▶ [TEXTE CITÉ]:
_____

En mai 1931, il épouse Marianne Hemmerlé, fille de l’industriel strasbourgeois Emile Hemmerlé, et d’ Augusta Preiser. Deux enfants naîtront de leur union, François en 1933 et Elizabeth en 1935.

En septembre 1936 Jacques Stosskopf est nommé à la tête du service de la surveillance des travaux et des fabrications confiés à l’industrie de la circonscription de Nantes. Le grade d’ingénieur en chef de 2e classele 2 août 1937et la croix d’officier de la Légion d’honneur le 1er janvier 1939, soulignent sa réussite professionnelle et ses aptitudes à la direction.

Le 2 octobre 1939, Jacques Stosskopf est nommé chef de la section des constructions neuves à l’arsenal de Lorient où il retrouve l’ingénieur général Antoine, devenu directeur des Constructions navales. Pendant les premiers mois de la guerre, il contribue à la participation importante de l’arsenal aux opérations maritimes, notamment à la mise au point du système de dragage des mines magnétiques allemandes.

_____

▶ [JEU DE DONNÉES]:

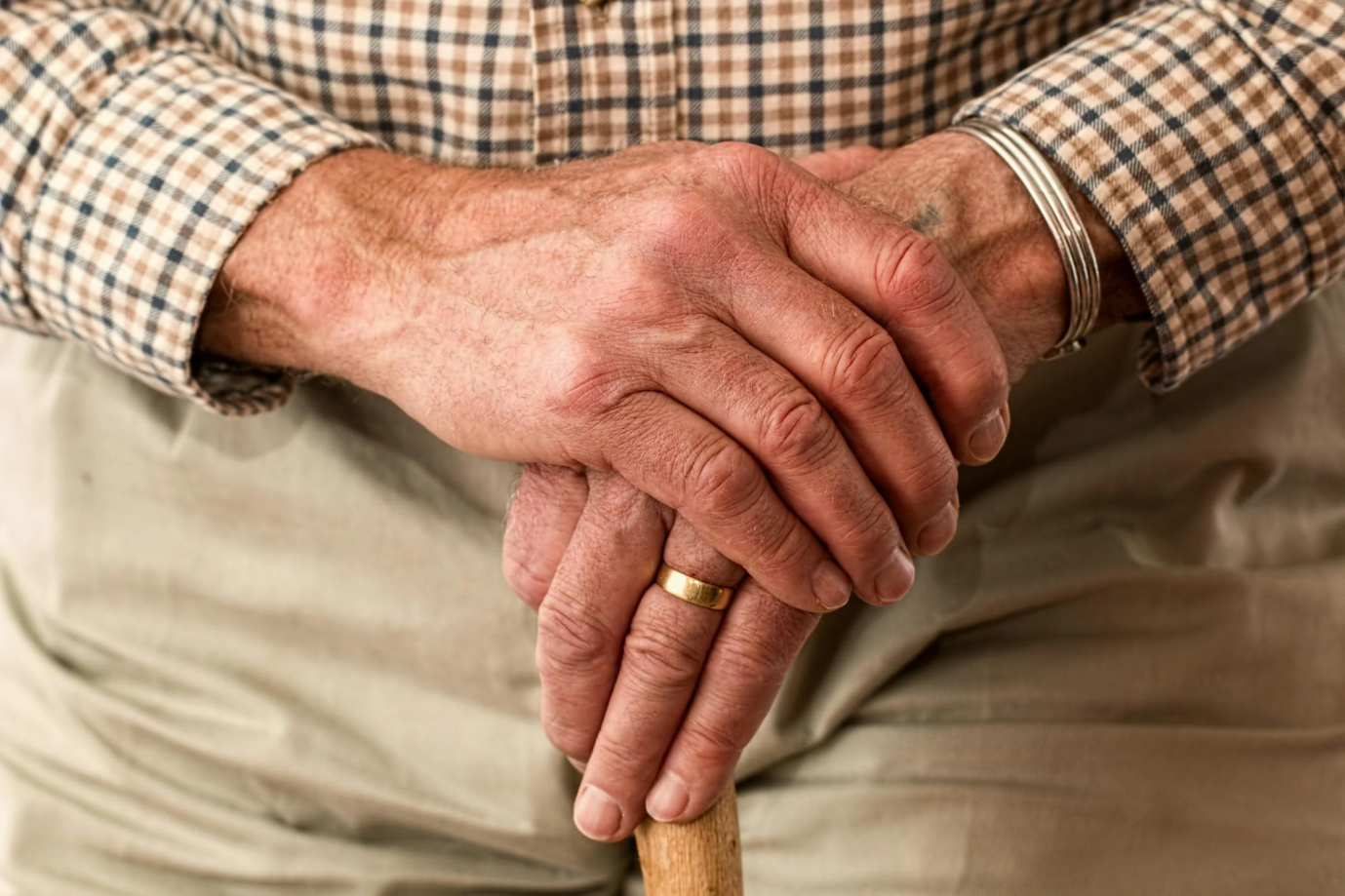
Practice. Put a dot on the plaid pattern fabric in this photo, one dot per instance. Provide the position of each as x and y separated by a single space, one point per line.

_____

▶ [CONSIGNE]: Réécrivez sous forme de liste le paragraphe du texte sur Jacques Stosskopf qui commence par « Le 2 octobre 1939 », en conservant ses faits principaux.

▶ [SOLUTION]:
- Le 2 octobre 1939, Jacques Stosskopf devient chef de la section des constructions neuves à l'arsenal de Lorient.
- Il y retrouve l'ingénieur général Antoine, alors directeur des Constructions navales.
- Durant les premiers mois de la guerre, il contribue à l'importante participation de l'arsenal aux opérations maritimes.
- Il participe notamment à la mise au point du système de dragage des mines magnétiques allemandes.